DIRECTIONS: Give every line again exactly as it appears, please, but not the pictures.

DATASET RECORDS:
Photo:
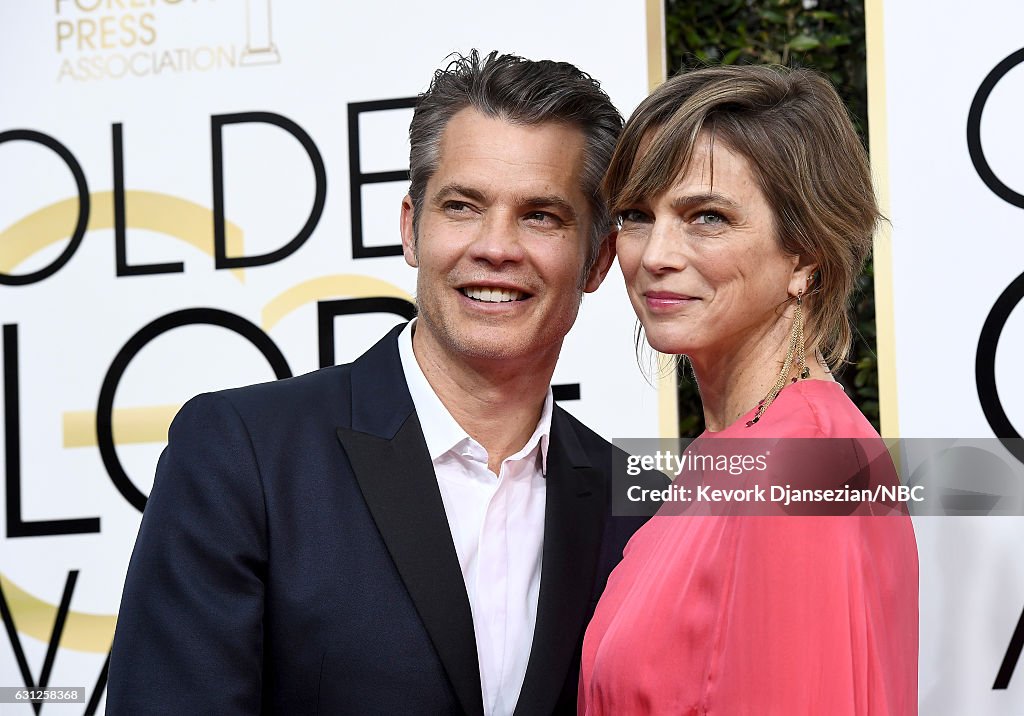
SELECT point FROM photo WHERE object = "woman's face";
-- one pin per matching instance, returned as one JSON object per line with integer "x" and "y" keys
{"x": 705, "y": 271}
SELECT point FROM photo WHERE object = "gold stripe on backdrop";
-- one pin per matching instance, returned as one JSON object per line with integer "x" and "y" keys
{"x": 879, "y": 135}
{"x": 668, "y": 404}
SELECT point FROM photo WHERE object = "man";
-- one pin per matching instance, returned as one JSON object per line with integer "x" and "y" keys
{"x": 421, "y": 531}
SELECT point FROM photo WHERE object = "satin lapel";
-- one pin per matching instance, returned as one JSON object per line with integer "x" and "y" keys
{"x": 389, "y": 458}
{"x": 398, "y": 485}
{"x": 577, "y": 496}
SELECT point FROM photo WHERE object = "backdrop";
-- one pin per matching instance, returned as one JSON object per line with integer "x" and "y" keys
{"x": 945, "y": 101}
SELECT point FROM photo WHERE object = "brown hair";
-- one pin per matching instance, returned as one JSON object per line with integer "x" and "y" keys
{"x": 805, "y": 154}
{"x": 520, "y": 91}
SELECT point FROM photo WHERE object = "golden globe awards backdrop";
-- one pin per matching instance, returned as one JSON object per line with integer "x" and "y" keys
{"x": 203, "y": 194}
{"x": 945, "y": 100}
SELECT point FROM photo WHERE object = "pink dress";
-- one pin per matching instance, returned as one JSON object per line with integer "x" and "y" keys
{"x": 762, "y": 615}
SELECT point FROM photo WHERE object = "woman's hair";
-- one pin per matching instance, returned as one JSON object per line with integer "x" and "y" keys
{"x": 805, "y": 155}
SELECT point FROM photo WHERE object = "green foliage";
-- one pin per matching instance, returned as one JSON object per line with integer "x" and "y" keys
{"x": 827, "y": 36}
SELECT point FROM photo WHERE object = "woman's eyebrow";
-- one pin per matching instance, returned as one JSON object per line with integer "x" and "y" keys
{"x": 689, "y": 200}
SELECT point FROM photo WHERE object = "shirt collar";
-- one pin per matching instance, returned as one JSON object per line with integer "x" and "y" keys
{"x": 440, "y": 430}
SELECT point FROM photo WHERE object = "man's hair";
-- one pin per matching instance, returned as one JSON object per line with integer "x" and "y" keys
{"x": 519, "y": 91}
{"x": 804, "y": 153}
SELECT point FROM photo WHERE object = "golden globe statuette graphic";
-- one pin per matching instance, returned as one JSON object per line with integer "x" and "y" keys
{"x": 259, "y": 44}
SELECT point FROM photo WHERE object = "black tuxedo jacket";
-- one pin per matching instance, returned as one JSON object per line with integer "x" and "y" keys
{"x": 295, "y": 557}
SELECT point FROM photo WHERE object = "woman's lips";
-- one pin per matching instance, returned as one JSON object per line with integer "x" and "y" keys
{"x": 667, "y": 300}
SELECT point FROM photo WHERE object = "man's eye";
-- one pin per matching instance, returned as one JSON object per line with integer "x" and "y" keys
{"x": 542, "y": 217}
{"x": 709, "y": 217}
{"x": 631, "y": 216}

RESULT FOR THIS TASK:
Photo:
SELECT point FROM photo WHERE object = "woman's face";
-- one pin per matching instance, returned as one JSON object per line with integer "x" and "y" keys
{"x": 705, "y": 271}
SELECT point FROM photo WHERE object = "gold stripe on backdrop";
-- one pin per matching instance, returned as one JSON object per line with integer "x" and "y" keys
{"x": 879, "y": 135}
{"x": 668, "y": 404}
SELECT point FROM photo WHERE object = "man";
-- one pin per matching instance, returned as one JSON object per line with integer "x" and "y" keys
{"x": 421, "y": 531}
SELECT point FROM photo WHERE object = "satin lapel";
-- one pin per matching instance, returned as one JSON object per line with integer "x" and "y" keys
{"x": 389, "y": 458}
{"x": 398, "y": 485}
{"x": 577, "y": 496}
SELECT point FROM photo WHERE object = "backdrop";
-- one pin per matching instance, returned as one JSON object per line with integer "x" and "y" keys
{"x": 945, "y": 101}
SELECT point FROM photo WHERE object = "brown hair";
-- one pin per matching instance, returned as one JSON object per line with integer "x" and "y" keys
{"x": 805, "y": 154}
{"x": 520, "y": 91}
SELECT point FROM photo WHERE object = "golden globe awards backdrop";
-- one pin per matching instance, returned as one JSON object per line with integer "x" and "y" keys
{"x": 203, "y": 194}
{"x": 945, "y": 100}
SELECT point FROM photo WHERE object = "pink dress";
-- one pin per matching instance, returned as one JSON object per line with integer "x" and "y" keys
{"x": 762, "y": 615}
SELECT point FROM photo WHERE object = "woman's hair";
-- one pin per matching instance, returned as one JSON object per line with integer "x" and "y" keys
{"x": 805, "y": 155}
SELECT point FROM photo WHERE object = "green foliage";
-- one pin per matching instance, returned as one JSON object per line with integer "x" and "y" keys
{"x": 827, "y": 36}
SELECT point FROM photo WHERE object = "woman's eyebrow";
-- one pin per matching instance, returned as one JSON object per line with integer "x" and "y" keys
{"x": 689, "y": 200}
SELECT point FROM photo WHERE object = "shirt collar";
-- one pin per matching instance, returned as one JSON object per line with integer "x" and "y" keys
{"x": 440, "y": 430}
SELECT point FROM photo WHERE object = "man's hair";
-- one pin per matching instance, returned as one JSON object per line with integer "x" and "y" keys
{"x": 519, "y": 91}
{"x": 804, "y": 153}
SELECT point FROM photo WHERE object = "golden globe statuette graphic";
-- one pin per matching instance, returned as one JSON object per line with integer "x" and "y" keys
{"x": 259, "y": 44}
SELECT point FROM photo WHERE object = "black tuxedo jacket";
-- one pin per matching instance, returned as one JSON object per line with integer "x" and "y" keys
{"x": 295, "y": 557}
SELECT point FROM photo WHERE object = "woman's lips";
-- one pin per matching instance, returned as one JSON object per line with integer "x" and "y" keys
{"x": 667, "y": 300}
SELECT point FROM photo WHERE object = "man's eye";
-- one pin per matching instance, returned as one JSON object per line with integer "x" and "y" keys
{"x": 542, "y": 217}
{"x": 709, "y": 217}
{"x": 631, "y": 216}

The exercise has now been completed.